Set of tasks =
• 1. Decide whether each statement below agrees with the article on regulating violence in international relations: (a) the authors examine the hierarchy format from the standpoint of functional and system analysis; (b) the article holds that balances abolish hierarchies; (c) "conventions of international law" form a level above "agreements of the great powers." Answer yes or no for each and quote the words from the article that settle it.
• 2. Extend the article on regulating violence in international relations by writing what comes next, starting after its final sentence.

------ Document segment ------

A Discussion on the Regulation of Violence in International Relations

Vladimir Mikhaylovich Kapitsyn* & Ebru Birinci**
kapizin@yandex.ru & ebrubirinci@windowslive.com


The problems of regulation in international relations (IR) have been discussed in foundational studies, such as those of N. Machiavelli, G. Grotius, F. Suarez, T. Hobbes, C. Montesquieu, I. Kant. Montesquieu, exploring the spirit of the law, asked about the regulators operating in areas higher than the laws of the state, about “the relations of justice that preceded the positive law that established them.”[1] In the XX and XXI centuries, this topic was developed more intensively in political philosophy (K. Schmitt, J. Maritain, J. Rawls, A. S. Panarin, F. Fukuyama), political science, and sociology of international relations (R. Aron, N. Luhmann, I. Wallerstein, H. Bull, P. A. Tsygankov, A. Etzioni).

The purpose of the article is to substantiate the significance of the hierarchy of regulators of violence by identifying the main regulation formats. From the standpoint of functional and system analysis, the authors examine the optimality of the hierarchy format established by the great powers to develop other formats: international law and world politics. This facilitates the emergence of a paradigmatic explanation of the “load-bearing structures” of IR, in which the regulators of violence are formatted.[2]

* Professor of Political Science, Lomonosov Moscow State University (Russia)

** PhD Candidate, Lomonosov Moscow State University (Russia)

To put it in N. Luhmann’s terms, the desire to use selective agreements between states (authoritative collective agreements) to limit contingencies (withdrawals from agreements, violation of agreements) leads to an understanding of the possibilities of interaction between power balances and hierarchy. A hierarchical system of IR regulators has been emerging. Many IR concepts are based on the regulation of violence, expressed through “balance of power,” “restrictions on the resort to force,” “mutually balancing coalitions,” “restrictions on concentrated power,” “binding institutions”[3], “levelling vulnerability”[4]. But balances do not abolish hierarchies; they can be thoroughly combined with the latter, integrating into hierarchical structures at such levels of regulation of the balance of forces:

  • “agreements of the great powers”;
  • lower the level of “conventions of international law”;
  • even lower is the level of “bilateral and multilateral agreements of other states” (world politics).

The research hypothesis is as follows: it is precisely this hierarchy that can act as a guarantee of a relatively stable state of the IR. Moreover, inner hierarchies are possible within these levels. For example, at the first level, a hierarchical superstructure, “the balance of forces of nuclear superpowers” ​​appeared; at the third level, there are hierarchical dependencies: regional powers – satellite states – “falling” states – unrecognized states.

------ Data extract ------

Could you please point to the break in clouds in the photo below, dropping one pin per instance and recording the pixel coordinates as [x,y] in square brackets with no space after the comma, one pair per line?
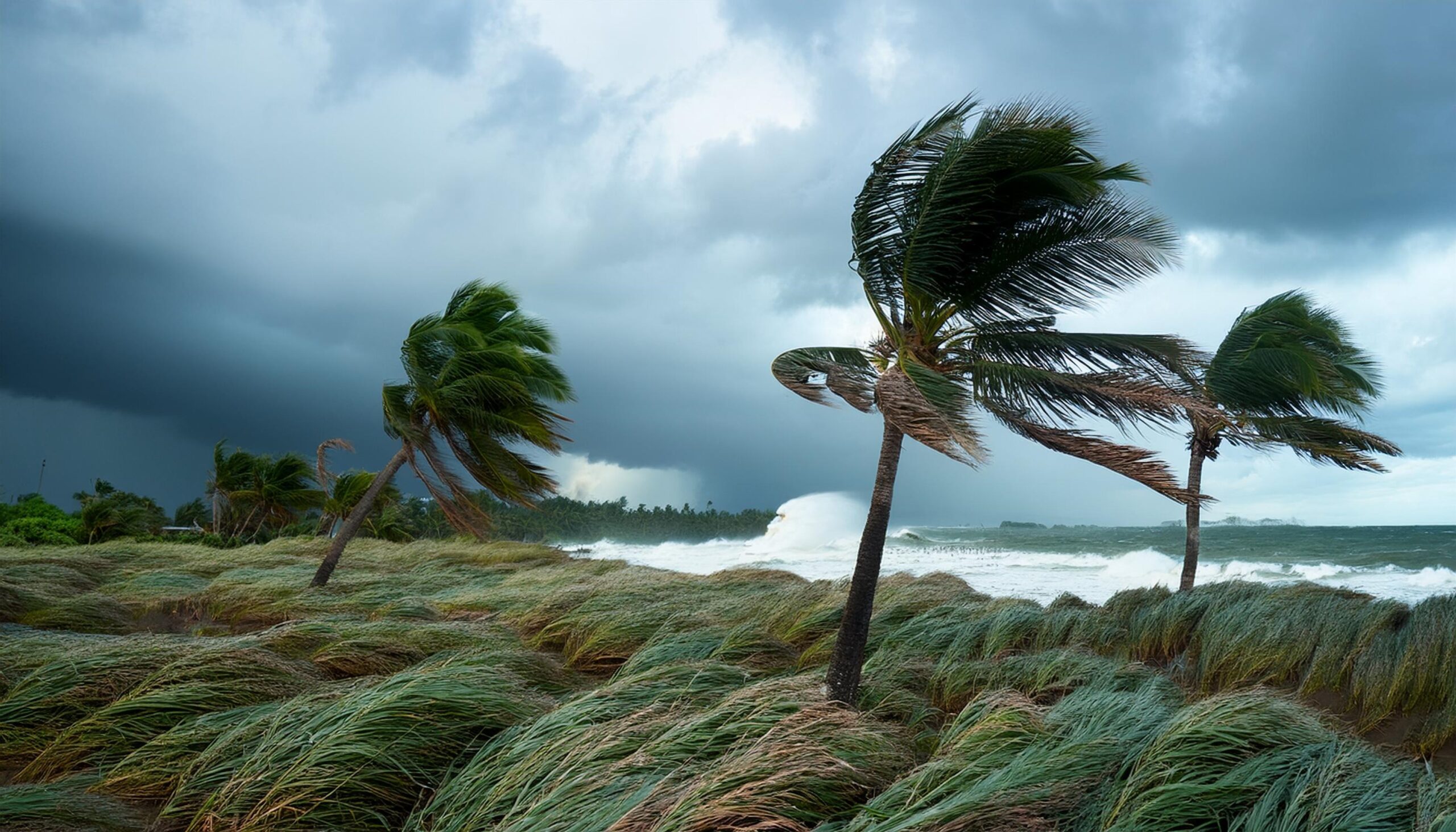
[217,221]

------

Outputs =
• 1.
(a) Yes: "From the standpoint of functional and system analysis, the authors examine the optimality of the hierarchy format established by the great powers"
(b) No: "But balances do not abolish hierarchies; they can be thoroughly combined with the latter"
(c) No: "lower the level of “conventions of international law”"

• 2.
We consider “load-bearing structures” (formats) of regulation as subordinate subsystems of the hierarchy in the IR. The hierarchy of regulatory formats allows them to complement and insure each other, although they differ in terms of the modes of selective agreements and restrictions on contingencies. Of particular importance is the supreme power format of regulation, which we conditionally call “authoritative agreements of powers.” For Hobbes, “the international sphere was … the sphere of purely political relations between sovereigns: having no natural-eternal law above themselves, states formed a new order of regulated war.”[5] Control was exercised by a limited circle of rulers. The world order, according to S. Shakhalilov, is “rules established by the victors”[6], which refers us to examples of authoritative selective agreements (the Westphalian Peace, the “Concert of European Powers”, the Yalta-Potsdam Order), as well as examples of contingencies, for example, within the framework of the Versailles-Washington peace and the Washington-Malta world order after the Cold War.”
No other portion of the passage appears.